Work item: In the reply, include exactly the lines of the entries below from the first to the line with "query: white linen napkin", that line included.

Input data:
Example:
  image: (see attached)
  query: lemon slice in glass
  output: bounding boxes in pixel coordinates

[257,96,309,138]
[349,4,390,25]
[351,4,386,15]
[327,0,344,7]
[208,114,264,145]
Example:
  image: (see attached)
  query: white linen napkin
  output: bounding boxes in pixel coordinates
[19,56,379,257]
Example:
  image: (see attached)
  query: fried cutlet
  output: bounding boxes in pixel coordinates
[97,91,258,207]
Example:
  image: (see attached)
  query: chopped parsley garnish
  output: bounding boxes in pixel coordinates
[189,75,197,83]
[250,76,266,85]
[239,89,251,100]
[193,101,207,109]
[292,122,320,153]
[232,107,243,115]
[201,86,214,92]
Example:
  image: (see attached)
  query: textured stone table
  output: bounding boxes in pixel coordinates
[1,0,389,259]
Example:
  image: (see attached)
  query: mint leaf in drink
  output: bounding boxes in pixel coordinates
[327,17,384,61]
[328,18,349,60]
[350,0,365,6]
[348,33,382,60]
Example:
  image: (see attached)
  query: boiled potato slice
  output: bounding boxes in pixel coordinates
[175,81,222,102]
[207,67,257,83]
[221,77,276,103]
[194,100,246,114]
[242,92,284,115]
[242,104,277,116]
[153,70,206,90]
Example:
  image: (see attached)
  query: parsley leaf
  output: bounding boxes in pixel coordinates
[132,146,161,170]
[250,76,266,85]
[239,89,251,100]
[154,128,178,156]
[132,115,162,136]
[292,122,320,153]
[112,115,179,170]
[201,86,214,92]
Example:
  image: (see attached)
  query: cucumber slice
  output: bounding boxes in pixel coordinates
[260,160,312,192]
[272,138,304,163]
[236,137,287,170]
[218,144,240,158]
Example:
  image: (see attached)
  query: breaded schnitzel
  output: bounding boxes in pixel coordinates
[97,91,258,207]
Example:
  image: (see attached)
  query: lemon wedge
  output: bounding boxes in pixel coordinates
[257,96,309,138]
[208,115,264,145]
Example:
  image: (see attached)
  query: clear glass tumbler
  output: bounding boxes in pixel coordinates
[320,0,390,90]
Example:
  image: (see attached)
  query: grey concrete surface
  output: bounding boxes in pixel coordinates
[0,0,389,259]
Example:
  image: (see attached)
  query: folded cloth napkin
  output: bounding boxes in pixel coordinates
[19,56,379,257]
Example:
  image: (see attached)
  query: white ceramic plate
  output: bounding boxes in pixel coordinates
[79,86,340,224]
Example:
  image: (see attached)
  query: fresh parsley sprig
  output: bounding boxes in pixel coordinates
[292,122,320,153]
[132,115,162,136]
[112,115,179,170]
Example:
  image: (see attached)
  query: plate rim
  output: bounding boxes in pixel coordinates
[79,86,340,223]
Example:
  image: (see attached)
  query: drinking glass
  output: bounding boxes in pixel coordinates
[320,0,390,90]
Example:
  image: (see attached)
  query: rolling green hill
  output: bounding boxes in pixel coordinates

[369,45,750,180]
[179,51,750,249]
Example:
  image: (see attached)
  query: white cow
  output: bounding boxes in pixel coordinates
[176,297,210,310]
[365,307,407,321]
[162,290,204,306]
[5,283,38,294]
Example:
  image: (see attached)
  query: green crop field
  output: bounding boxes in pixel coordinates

Response box:
Example:
  image: (see attached)
  query: lemon slice in glass
  output: bounding boxes in pixel coordinates

[257,96,309,138]
[349,4,390,25]
[351,4,386,15]
[327,0,344,7]
[208,114,264,145]
Example:
  image: (see attached)
  query: white linen napkin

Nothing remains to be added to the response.